**Given task**
Output, word for word, the stretch of items below from the line containing "the football player" through the line containing "[[226, 97], [353, 85]]", including both of those lines and nothing else.

**Material provided**
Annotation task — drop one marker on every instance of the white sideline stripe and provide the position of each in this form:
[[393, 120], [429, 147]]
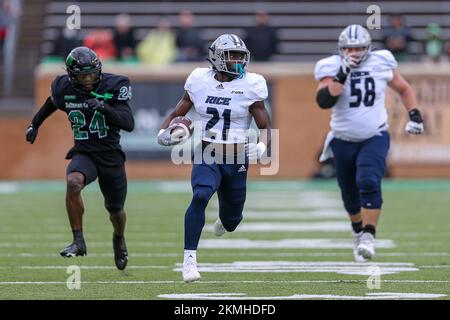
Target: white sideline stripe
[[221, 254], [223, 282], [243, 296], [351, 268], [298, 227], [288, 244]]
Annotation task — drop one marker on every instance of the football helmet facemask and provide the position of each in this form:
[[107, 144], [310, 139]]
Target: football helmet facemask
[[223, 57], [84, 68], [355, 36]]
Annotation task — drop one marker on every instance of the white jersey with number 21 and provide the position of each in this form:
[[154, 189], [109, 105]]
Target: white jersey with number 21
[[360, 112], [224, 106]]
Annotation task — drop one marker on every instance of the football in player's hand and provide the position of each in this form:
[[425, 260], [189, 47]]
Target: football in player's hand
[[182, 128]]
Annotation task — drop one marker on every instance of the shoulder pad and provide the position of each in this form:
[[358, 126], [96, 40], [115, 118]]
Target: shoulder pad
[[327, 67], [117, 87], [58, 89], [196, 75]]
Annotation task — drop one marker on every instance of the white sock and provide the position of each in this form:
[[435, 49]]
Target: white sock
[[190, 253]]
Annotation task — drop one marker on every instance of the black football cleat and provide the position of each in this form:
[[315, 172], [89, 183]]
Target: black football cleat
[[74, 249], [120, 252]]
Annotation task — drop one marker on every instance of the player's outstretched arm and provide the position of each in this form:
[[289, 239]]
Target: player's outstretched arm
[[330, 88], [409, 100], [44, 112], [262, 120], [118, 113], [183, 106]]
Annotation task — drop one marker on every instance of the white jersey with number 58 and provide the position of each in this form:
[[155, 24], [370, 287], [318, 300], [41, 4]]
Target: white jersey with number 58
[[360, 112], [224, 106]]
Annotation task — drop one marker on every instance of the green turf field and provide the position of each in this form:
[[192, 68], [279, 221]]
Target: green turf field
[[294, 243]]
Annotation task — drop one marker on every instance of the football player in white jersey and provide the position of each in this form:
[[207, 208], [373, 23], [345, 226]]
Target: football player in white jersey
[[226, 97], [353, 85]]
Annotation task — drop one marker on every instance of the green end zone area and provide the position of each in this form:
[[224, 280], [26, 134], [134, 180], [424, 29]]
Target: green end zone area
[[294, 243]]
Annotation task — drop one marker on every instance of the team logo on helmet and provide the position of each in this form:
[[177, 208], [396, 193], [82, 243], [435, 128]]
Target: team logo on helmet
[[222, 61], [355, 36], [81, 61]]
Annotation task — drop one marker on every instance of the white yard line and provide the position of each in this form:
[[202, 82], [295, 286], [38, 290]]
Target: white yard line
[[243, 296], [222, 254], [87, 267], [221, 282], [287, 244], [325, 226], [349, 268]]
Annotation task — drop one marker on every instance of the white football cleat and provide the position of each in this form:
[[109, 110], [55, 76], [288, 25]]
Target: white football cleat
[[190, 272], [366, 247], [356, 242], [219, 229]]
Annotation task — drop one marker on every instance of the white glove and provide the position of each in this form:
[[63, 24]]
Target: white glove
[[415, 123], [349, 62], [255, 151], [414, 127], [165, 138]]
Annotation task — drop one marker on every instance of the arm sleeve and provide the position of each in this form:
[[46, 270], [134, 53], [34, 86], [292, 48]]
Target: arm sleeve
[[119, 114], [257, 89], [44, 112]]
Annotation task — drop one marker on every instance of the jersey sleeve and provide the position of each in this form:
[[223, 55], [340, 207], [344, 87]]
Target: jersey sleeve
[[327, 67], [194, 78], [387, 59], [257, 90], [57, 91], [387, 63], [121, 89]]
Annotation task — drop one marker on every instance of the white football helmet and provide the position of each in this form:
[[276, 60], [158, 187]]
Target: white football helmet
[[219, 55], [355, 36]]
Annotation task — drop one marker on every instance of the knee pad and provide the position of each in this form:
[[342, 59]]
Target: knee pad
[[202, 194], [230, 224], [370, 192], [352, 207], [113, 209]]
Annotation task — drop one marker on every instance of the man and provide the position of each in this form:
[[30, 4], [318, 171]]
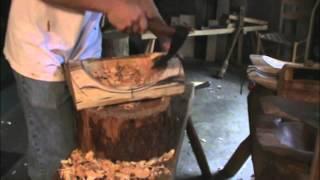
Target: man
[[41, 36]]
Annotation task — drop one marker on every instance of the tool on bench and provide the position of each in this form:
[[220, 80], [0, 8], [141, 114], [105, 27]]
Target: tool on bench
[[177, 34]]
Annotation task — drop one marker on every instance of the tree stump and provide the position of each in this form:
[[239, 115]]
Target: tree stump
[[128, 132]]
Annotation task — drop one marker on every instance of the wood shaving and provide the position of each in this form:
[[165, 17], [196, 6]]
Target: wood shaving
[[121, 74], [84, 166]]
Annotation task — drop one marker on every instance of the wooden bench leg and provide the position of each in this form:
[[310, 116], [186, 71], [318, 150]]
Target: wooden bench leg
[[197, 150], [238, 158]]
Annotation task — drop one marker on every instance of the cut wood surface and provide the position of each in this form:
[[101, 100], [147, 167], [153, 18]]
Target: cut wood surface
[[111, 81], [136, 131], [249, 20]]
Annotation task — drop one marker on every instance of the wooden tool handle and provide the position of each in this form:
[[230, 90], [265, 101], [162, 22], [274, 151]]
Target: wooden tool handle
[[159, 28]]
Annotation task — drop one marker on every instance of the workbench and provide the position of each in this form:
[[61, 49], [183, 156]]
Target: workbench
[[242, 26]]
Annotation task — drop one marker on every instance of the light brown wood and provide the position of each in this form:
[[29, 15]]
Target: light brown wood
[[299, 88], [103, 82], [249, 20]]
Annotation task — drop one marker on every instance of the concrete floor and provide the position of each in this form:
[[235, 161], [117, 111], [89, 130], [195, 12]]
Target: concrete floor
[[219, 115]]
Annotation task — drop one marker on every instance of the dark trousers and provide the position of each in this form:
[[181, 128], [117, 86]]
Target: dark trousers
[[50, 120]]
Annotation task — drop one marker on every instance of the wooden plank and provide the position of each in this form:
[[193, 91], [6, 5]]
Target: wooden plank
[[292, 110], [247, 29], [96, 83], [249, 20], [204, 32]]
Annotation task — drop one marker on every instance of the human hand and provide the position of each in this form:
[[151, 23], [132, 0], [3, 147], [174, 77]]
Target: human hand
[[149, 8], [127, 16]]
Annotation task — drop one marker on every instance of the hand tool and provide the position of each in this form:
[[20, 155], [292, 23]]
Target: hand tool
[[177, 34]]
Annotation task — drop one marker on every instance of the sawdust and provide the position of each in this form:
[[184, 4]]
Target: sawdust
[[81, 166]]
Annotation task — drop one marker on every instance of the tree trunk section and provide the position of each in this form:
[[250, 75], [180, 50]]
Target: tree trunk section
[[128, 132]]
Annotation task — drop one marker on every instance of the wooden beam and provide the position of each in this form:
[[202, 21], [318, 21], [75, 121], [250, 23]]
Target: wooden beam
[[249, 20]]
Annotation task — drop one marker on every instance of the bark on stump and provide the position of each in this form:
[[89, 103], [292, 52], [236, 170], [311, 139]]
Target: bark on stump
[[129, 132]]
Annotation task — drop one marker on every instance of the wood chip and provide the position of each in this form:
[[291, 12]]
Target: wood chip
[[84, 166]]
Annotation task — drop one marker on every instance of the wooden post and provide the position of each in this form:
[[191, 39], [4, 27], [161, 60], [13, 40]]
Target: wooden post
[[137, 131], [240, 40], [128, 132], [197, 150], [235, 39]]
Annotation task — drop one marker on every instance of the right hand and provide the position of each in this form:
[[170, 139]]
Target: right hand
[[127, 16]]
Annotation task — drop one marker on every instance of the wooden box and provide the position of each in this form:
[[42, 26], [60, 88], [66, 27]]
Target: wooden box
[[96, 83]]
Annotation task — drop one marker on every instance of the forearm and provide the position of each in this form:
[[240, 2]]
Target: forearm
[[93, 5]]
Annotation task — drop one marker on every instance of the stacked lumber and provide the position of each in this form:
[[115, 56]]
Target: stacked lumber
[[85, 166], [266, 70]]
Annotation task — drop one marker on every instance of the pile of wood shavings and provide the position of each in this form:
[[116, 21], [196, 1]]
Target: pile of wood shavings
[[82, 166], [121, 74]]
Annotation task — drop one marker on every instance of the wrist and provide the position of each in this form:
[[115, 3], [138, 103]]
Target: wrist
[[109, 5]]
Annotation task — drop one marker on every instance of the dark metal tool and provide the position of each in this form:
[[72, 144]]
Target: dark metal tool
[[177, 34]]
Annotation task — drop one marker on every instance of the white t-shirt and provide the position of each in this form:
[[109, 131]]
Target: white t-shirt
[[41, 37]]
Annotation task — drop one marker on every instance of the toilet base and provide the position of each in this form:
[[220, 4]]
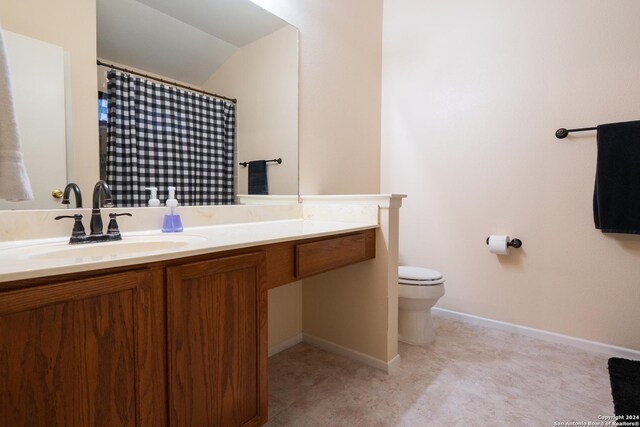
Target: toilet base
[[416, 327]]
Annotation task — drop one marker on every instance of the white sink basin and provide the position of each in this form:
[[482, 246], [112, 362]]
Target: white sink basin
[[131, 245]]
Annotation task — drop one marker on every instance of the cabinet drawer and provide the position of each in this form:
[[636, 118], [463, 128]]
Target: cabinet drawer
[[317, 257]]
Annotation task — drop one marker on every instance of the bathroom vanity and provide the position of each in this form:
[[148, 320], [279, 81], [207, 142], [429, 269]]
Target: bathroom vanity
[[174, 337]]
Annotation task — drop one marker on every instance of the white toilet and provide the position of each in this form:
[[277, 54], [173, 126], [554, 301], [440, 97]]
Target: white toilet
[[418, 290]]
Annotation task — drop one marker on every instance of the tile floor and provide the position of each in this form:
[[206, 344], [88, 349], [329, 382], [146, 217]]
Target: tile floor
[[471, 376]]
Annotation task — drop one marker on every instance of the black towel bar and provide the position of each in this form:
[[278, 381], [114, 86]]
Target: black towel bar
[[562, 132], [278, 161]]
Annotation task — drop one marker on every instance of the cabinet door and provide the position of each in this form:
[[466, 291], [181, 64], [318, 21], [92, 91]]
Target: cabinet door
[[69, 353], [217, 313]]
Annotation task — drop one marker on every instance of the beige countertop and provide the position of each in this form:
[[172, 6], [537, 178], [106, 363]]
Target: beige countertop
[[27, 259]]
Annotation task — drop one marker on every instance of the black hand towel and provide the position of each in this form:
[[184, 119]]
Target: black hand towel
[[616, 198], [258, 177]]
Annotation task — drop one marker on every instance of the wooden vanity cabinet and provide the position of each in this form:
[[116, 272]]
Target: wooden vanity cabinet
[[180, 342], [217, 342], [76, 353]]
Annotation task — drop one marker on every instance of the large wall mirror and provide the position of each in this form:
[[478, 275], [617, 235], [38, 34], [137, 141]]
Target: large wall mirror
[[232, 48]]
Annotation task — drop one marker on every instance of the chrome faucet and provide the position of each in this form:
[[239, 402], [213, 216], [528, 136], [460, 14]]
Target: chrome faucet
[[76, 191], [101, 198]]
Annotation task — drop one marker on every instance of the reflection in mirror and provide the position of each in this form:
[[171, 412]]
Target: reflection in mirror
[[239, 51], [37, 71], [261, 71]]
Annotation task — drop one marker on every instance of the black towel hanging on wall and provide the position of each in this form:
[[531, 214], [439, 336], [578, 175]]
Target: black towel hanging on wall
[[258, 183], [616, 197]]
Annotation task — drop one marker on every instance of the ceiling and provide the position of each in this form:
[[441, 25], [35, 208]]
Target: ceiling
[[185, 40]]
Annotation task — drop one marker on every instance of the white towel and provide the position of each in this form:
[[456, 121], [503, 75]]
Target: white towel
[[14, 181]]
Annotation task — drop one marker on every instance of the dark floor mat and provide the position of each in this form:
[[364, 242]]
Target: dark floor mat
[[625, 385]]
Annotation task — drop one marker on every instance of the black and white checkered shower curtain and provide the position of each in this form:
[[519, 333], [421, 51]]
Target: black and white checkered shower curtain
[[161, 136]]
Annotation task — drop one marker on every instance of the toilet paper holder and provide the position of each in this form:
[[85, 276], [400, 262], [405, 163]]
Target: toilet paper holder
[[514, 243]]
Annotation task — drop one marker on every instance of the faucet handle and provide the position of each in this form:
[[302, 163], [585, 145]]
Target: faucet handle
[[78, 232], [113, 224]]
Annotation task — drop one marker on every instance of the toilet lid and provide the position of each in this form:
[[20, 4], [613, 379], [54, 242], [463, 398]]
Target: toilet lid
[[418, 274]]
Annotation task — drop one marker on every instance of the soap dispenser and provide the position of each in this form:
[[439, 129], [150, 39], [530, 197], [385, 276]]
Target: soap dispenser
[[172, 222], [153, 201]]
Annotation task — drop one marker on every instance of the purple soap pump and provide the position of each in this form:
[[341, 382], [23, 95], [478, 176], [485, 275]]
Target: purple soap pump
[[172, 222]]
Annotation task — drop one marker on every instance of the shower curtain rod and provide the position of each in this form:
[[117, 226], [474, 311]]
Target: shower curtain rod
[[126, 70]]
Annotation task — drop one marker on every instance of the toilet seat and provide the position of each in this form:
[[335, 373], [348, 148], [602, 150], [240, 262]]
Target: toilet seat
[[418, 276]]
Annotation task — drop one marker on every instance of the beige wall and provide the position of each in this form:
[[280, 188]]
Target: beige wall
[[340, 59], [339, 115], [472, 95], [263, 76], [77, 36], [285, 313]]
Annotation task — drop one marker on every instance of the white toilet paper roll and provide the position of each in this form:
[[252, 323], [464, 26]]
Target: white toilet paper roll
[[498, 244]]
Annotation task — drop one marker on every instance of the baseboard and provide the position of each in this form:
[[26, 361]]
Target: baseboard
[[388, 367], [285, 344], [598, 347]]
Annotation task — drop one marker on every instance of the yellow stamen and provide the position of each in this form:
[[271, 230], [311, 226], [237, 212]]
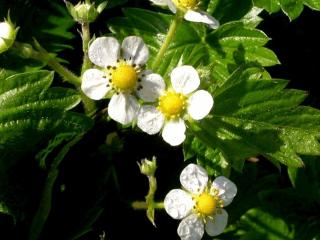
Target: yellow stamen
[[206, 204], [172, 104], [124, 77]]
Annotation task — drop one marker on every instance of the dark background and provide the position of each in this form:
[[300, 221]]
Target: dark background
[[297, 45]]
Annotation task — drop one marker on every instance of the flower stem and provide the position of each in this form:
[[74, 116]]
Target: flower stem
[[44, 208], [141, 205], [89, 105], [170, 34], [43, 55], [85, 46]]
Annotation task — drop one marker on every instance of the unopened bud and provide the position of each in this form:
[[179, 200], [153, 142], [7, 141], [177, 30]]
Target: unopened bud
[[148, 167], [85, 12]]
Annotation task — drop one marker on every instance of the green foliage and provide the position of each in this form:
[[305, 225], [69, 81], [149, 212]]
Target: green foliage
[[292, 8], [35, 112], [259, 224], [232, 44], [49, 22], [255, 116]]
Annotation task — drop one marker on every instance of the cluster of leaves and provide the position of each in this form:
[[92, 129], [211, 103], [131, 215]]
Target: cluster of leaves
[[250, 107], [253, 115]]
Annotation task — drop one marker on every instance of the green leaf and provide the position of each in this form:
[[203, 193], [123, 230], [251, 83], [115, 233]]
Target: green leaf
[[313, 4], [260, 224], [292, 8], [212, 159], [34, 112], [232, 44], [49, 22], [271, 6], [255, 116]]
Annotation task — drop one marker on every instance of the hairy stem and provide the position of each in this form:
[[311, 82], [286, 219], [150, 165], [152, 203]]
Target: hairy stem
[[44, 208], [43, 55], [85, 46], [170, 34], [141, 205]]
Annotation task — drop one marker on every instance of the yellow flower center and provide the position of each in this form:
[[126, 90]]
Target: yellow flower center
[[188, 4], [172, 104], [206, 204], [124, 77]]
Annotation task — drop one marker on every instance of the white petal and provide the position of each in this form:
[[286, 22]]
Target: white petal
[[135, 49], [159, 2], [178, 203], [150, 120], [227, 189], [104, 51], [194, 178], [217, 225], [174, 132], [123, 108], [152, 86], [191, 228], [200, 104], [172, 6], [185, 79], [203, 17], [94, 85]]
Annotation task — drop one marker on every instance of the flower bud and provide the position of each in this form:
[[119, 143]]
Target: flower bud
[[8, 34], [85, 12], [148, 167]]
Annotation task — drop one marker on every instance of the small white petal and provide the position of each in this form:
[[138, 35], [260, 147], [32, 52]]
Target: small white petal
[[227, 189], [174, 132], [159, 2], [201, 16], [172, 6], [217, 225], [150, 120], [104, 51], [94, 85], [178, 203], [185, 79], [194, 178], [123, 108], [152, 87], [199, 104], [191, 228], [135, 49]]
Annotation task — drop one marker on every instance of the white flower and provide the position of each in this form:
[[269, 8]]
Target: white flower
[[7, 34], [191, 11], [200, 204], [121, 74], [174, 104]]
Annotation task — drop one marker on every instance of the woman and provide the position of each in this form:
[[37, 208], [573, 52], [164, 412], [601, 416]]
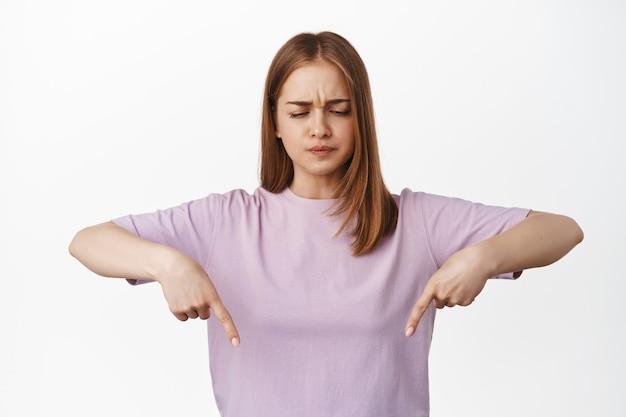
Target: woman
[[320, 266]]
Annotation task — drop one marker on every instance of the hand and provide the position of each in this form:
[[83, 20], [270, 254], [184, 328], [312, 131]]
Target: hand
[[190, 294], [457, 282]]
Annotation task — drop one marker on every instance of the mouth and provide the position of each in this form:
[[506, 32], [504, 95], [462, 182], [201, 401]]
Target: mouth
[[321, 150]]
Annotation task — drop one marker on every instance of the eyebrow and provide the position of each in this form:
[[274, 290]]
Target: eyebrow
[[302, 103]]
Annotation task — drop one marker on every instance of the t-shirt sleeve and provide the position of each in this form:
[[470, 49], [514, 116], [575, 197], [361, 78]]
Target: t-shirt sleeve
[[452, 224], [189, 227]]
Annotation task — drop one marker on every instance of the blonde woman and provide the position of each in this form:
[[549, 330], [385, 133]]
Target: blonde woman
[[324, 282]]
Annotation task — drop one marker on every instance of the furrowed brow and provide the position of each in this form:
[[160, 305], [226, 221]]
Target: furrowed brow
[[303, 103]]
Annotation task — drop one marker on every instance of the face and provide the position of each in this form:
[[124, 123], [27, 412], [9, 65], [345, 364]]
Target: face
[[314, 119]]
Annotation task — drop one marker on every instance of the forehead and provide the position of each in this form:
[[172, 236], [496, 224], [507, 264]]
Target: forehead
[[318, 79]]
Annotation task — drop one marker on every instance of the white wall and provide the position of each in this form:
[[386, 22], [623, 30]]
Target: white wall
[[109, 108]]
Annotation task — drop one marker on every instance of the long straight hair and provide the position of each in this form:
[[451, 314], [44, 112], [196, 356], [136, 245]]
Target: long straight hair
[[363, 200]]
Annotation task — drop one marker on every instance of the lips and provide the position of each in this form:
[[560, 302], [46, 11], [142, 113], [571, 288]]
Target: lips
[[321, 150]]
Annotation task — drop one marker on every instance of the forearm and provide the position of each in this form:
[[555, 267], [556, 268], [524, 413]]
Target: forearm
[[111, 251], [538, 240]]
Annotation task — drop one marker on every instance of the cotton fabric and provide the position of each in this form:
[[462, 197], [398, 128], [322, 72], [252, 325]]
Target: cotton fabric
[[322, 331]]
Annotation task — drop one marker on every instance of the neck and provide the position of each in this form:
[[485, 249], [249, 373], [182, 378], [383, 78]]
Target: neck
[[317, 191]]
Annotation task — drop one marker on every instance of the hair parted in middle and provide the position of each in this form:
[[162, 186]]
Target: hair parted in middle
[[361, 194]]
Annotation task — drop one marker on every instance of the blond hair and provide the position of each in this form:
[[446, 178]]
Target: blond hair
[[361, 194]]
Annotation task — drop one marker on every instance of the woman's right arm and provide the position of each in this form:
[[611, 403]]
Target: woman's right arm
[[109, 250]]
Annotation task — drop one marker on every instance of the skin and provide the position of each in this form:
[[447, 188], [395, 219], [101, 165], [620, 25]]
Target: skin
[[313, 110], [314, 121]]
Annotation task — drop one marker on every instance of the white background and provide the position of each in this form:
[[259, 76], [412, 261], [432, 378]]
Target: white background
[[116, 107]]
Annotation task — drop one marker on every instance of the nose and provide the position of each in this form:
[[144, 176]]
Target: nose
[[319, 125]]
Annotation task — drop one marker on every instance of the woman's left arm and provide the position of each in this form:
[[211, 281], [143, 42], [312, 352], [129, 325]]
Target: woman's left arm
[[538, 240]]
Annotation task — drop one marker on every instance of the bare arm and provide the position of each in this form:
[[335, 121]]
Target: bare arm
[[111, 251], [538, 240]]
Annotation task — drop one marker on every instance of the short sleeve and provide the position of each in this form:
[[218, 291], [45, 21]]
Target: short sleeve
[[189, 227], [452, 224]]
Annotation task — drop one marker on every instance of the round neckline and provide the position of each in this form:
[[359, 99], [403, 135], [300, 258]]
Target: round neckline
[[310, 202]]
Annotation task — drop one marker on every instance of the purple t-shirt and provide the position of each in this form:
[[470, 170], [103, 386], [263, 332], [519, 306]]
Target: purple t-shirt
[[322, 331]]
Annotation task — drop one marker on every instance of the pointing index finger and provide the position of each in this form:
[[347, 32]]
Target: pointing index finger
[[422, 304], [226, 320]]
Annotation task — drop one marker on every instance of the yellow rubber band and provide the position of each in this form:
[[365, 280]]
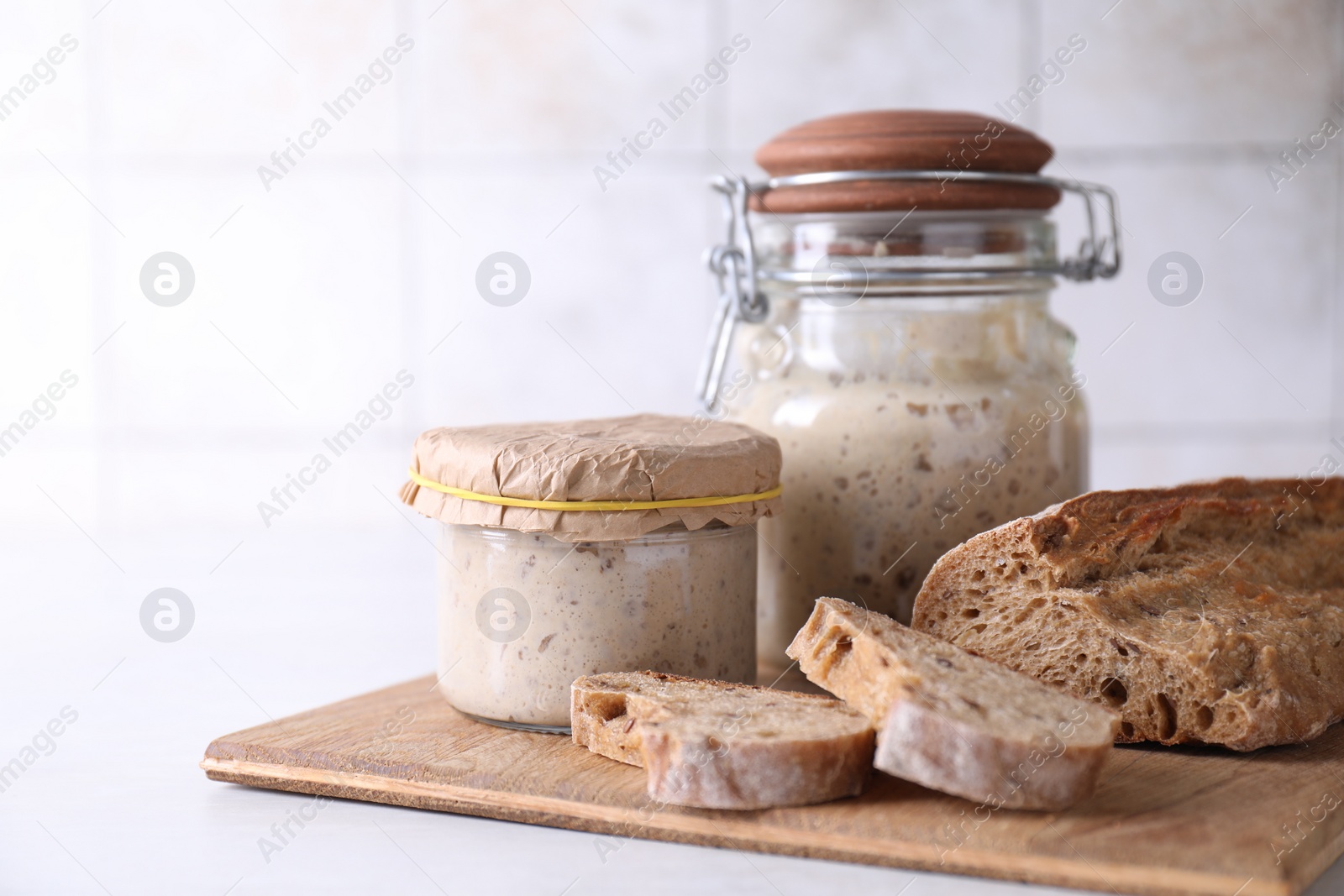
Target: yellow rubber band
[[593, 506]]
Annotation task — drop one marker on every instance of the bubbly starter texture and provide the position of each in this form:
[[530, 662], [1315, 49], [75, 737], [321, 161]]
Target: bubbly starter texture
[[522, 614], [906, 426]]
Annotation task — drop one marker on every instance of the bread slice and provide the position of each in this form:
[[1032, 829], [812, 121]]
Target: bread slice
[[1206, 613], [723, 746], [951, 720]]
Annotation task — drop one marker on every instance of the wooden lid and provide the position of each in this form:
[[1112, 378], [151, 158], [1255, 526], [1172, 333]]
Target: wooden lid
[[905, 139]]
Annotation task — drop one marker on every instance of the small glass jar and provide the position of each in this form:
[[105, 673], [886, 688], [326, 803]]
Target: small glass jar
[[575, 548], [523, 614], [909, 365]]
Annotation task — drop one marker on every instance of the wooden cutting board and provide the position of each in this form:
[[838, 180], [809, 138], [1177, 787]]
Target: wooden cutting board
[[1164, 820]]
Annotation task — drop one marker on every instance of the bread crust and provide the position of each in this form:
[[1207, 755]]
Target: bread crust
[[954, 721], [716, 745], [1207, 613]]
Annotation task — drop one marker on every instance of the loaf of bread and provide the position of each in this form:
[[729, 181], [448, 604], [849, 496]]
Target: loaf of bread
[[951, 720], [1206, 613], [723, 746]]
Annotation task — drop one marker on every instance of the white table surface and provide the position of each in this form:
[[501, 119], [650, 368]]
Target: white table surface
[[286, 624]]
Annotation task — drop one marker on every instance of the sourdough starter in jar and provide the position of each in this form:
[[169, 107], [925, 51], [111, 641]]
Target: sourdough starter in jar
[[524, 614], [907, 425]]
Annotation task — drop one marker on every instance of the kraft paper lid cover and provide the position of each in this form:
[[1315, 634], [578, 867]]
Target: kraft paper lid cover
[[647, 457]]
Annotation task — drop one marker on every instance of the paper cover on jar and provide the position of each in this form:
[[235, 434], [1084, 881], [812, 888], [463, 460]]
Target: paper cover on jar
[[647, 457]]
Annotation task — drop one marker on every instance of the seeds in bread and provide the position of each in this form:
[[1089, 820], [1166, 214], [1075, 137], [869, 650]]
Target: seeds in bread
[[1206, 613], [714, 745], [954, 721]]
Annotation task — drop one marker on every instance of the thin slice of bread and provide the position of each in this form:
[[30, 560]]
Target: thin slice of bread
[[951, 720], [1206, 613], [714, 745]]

**Exercise result**
Annotation task — drop one marker on every instance of the football player in white jersey and provide the position of each in this form:
[[207, 208], [373, 23], [345, 226]]
Target: football player in white jersey
[[226, 97], [353, 85]]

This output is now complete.